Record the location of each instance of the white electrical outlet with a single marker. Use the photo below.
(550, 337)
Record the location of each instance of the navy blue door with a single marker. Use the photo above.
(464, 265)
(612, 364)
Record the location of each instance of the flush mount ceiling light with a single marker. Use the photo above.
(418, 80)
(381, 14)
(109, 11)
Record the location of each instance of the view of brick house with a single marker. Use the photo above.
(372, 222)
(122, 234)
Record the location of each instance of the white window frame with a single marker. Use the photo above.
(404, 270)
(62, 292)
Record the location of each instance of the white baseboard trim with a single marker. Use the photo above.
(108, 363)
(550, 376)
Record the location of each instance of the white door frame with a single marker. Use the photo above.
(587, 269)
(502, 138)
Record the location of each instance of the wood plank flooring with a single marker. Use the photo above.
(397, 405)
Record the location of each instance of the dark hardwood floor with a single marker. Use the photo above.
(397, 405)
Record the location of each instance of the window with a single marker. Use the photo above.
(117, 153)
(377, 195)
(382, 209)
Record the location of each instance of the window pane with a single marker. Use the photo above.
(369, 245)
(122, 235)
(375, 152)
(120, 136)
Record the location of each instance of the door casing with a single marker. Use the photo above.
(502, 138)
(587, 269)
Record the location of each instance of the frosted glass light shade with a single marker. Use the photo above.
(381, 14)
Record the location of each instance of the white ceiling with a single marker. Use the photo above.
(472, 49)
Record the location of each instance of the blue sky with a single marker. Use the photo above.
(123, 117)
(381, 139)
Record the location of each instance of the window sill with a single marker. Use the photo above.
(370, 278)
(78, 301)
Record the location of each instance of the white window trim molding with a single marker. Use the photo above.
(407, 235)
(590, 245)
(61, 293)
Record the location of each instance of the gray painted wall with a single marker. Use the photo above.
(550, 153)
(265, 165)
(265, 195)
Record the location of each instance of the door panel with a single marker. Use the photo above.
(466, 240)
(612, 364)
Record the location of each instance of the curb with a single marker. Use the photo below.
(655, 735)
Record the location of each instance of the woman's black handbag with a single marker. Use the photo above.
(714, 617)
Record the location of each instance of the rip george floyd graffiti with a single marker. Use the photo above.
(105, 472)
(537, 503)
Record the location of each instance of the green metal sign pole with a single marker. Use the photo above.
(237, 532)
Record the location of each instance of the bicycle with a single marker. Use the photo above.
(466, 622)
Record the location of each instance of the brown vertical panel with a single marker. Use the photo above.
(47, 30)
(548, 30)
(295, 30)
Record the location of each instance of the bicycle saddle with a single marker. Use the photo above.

(Your objective):
Copy all of the data exactly.

(Result of the exercise):
Record the location of each instance of the white electrical outlet with a single marker. Use the photo below.
(550, 337)
Record the location of each instance of the navy blue door with a single marker. Use the photo above.
(464, 265)
(612, 364)
Record the location of each instance of the flush mount ceiling light with a single marker. Use the photo above.
(418, 80)
(381, 14)
(109, 11)
Record the location of each instance of the view of brick house with a single marker. Use the photo above.
(372, 222)
(122, 234)
Record the location of each instance of the white window frame with a single marker. Use the photo above.
(404, 270)
(62, 292)
Record the location of each instance of the white baseboard trim with a single marker. Use the photo above.
(108, 363)
(550, 376)
Record the location of each instance of the white door frame with a single marker. Use the photo above.
(587, 269)
(502, 138)
Record the location of each instance of the wood plank flooring with a single marker. Use the photo above.
(397, 405)
Record the location of each instance of the dark hardwood floor with a single marker. Use the photo above.
(397, 405)
Record the location of each instance of the window with a single marker. Use the photo above.
(117, 153)
(377, 195)
(382, 209)
Record the location of each instance of the window pane with a single marker. Use the photo above.
(369, 245)
(122, 235)
(375, 152)
(120, 136)
Record the location of each instance of the door casing with a single marker. Use the photo above.
(502, 138)
(587, 269)
Record the location of each instance of the frosted glass light shade with a single marker. Use the photo above.
(381, 14)
Record the location of each instance of the white ceiling with a single marker. Use the photo above.
(472, 49)
Record the location of each instance of the blue sky with a single marker. Use the photo above.
(123, 117)
(381, 139)
Record the location of each instance of the window sill with a single marker. Use the photo above.
(370, 278)
(78, 301)
Record the location of each instance of the white window trim molding with a single marker. Use the photo above.
(407, 235)
(590, 245)
(61, 293)
Record the location of each instance of the gray painted wall with a single marker. Use the photo above.
(550, 153)
(265, 165)
(265, 195)
Record the location of each instance of the door panel with a single marker. Use the photo above.
(466, 240)
(612, 364)
Record the location of each instance of the curb with a single marker. Use the photo below.
(655, 735)
Record the location of each instance of the woman's black handbag with a single marker. Use the photo above.
(714, 617)
Record the location of each instance of the rip george floyd graffiti with a single marker. Use the photo above.
(105, 472)
(537, 503)
Record the location of each instance of the green metal sign pole with a single marker. Use the photo above.
(237, 532)
Record the location of each instance of the bicycle with a single marker. Use the photo above.
(466, 622)
Record the location of each instance of the brown vertical panel with a single marker. Use the photo above.
(47, 30)
(548, 30)
(295, 30)
Record the location of each instance of the bicycle saddle with a single marker. Use the photo above.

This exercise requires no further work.